Obbligazioni in dollari Keep Calm And Invest Preferred Shares Usa (2 lettori)

Fabrib

Forumer storico
MISSISSAUGA, Ontario (AP) _ Just Energy Group Inc. (JE) on Wednesday reported a loss of $105 million in its fiscal fourth quarter.
The Mississauga, Ontario-based company said it had a loss of 71 cents per share. Earnings, adjusted for non-recurring costs and asset impairment costs, came to 10 cents per share.
The natural gas and electricity retailer posted revenue of $503.5 million in the period.
For the year, the company reported that its loss widened to $232.8 million, or $1.60 per share. Revenue was reported as $2.08 billion.
The company's shares closed at 46 cents. A year ago, they were trading at $4.18.
 

Peco

Forumer storico
Ritengo tu ti riferisca alla subordinated NGHCZ. Ne ho ancora 200 pezzi presi forse due anni fa e mi stavo appunto chiedendo se convenisse venderle nell'ipotesi che a settembre possano essere richiamate come le preferred. Cosa ne pensi? Grazie!

**Dati forniti**.
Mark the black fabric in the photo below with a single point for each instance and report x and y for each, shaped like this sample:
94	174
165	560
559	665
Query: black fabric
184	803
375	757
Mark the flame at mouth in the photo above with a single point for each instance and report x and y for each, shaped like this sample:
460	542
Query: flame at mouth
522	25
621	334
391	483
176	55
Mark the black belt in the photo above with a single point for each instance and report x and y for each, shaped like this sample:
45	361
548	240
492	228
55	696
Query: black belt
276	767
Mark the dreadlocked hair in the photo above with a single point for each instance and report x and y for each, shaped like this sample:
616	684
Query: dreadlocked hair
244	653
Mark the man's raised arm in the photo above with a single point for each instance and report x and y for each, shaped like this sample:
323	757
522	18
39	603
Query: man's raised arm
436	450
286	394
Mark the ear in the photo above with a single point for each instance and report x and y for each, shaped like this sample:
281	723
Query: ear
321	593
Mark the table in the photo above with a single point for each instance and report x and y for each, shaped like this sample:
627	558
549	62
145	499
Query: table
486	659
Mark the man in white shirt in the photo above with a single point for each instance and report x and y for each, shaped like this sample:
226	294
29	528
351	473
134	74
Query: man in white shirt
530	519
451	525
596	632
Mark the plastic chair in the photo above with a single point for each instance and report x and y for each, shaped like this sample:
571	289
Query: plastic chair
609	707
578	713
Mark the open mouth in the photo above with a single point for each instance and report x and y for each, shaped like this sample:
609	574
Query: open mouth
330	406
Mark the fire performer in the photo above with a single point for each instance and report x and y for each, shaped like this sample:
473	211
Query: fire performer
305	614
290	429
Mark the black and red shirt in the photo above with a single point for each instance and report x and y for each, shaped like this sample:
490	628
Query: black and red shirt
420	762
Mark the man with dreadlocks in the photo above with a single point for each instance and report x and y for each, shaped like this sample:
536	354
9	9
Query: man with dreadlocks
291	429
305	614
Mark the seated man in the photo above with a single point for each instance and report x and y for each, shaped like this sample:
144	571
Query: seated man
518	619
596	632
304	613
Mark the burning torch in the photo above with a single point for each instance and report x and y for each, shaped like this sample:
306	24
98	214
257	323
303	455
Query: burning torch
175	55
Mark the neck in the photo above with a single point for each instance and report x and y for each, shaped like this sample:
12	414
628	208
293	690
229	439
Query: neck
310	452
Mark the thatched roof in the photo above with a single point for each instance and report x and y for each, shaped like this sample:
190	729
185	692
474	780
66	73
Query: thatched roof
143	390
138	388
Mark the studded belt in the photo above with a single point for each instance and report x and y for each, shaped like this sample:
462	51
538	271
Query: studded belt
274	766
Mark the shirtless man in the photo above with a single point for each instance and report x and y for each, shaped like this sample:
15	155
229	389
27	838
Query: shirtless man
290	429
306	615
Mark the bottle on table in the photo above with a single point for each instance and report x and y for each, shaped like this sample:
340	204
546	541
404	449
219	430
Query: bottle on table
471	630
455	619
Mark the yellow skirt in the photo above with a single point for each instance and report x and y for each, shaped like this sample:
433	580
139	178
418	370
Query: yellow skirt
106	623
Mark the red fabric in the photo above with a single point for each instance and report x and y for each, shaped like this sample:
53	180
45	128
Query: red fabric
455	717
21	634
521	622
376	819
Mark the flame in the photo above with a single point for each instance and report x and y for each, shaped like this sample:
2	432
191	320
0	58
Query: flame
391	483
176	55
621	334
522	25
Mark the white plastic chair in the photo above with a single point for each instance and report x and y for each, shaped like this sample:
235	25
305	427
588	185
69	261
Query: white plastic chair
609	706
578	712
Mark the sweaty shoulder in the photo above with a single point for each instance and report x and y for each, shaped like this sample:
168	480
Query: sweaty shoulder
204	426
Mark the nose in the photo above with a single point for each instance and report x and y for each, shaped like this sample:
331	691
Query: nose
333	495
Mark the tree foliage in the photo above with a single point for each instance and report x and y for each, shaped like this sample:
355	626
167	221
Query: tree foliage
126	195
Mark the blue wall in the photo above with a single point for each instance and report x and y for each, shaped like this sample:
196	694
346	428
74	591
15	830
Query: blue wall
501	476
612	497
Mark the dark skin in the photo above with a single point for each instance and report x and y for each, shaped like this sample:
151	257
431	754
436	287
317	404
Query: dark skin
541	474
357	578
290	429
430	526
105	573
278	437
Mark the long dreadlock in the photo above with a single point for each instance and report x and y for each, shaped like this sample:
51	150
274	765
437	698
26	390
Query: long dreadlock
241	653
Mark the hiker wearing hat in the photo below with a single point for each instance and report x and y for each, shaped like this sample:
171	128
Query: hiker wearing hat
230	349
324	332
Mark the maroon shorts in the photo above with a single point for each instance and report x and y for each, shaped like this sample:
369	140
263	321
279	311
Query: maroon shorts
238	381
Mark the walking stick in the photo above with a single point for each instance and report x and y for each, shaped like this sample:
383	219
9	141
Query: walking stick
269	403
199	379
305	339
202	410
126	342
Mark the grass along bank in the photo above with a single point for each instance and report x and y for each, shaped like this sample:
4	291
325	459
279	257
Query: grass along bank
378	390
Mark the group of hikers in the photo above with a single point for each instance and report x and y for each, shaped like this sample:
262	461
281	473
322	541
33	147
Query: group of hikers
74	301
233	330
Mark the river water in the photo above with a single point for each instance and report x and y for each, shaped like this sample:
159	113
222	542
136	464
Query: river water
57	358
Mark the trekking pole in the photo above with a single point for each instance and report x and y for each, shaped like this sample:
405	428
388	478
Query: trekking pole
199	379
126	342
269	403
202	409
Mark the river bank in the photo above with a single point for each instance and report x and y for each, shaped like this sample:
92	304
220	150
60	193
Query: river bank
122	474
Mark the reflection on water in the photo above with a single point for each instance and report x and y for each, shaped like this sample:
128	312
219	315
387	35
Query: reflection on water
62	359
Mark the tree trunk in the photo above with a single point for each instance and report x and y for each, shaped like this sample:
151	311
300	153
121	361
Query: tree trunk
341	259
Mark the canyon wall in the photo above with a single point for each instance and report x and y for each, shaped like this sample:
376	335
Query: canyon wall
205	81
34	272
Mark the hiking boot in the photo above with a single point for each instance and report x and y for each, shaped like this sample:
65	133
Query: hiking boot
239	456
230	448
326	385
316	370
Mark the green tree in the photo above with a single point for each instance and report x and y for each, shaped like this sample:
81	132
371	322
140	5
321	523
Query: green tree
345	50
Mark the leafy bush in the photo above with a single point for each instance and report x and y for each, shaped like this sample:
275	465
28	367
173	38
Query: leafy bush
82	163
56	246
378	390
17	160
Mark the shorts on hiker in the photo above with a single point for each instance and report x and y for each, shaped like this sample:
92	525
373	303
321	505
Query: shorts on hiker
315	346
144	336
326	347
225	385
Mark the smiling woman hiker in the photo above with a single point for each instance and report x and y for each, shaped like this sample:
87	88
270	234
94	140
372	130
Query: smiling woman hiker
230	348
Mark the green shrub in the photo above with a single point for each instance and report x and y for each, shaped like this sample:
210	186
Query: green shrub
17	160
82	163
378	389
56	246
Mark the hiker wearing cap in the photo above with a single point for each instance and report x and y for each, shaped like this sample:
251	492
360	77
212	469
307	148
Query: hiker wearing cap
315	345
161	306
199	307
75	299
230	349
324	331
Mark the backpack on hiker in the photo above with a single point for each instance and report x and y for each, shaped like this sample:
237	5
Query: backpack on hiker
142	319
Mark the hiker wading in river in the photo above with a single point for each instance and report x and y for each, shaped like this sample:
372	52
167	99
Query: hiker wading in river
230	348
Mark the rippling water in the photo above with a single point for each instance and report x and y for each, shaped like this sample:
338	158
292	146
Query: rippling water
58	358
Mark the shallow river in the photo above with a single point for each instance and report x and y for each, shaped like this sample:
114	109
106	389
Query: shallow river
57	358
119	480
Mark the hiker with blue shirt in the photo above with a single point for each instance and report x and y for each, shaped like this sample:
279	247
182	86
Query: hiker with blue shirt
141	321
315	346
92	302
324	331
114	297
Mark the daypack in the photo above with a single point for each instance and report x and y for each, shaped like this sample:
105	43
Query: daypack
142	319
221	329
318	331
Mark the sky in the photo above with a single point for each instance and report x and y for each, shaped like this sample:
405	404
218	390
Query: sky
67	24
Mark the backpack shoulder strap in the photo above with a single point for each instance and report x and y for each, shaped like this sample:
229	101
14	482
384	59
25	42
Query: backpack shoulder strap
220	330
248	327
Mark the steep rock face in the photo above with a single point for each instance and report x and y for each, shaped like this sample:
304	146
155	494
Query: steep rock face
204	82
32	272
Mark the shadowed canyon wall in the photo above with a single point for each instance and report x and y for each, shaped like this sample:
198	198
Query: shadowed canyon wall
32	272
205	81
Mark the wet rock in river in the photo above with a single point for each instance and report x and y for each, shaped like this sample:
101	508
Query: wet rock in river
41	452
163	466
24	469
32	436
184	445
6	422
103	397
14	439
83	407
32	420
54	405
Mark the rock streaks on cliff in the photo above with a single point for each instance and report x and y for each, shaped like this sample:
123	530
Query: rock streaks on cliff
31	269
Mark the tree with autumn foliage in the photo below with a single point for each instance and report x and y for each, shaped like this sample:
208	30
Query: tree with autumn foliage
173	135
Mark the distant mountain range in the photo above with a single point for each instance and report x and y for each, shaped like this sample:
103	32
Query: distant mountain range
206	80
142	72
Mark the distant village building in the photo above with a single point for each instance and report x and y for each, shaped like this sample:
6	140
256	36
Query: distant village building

**Istruzioni**.
a: Elenca tutti gli importi preceduti dal simbolo del dollaro ($) che compaiono nella discussione del forum.
b: Trascrivi parola per parola un passo della discussione del forum: parti dalle parole "The natural gas" e fermati dopo "ne pensi? Grazie!".
I dati non hanno alcun ruolo in questo lavoro.

**Soluzioni**.
a:
$105 million
$503.5 million
$232.8 million
$1.60
$2.08 billion
$4.18

b:
The natural gas and electricity retailer posted revenue of $503.5 million in the period.
For the year, the company reported that its loss widened to $232.8 million, or $1.60 per share. Revenue was reported as $2.08 billion.
The company's shares closed at 46 cents. A year ago, they were trading at $4.18.
 

Peco

Forumer storico
Ritengo tu ti riferisca alla subordinated NGHCZ. Ne ho ancora 200 pezzi presi forse due anni fa e mi stavo appunto chiedendo se convenisse venderle nell'ipotesi che a settembre possano essere richiamate come le preferred. Cosa ne pensi? Grazie!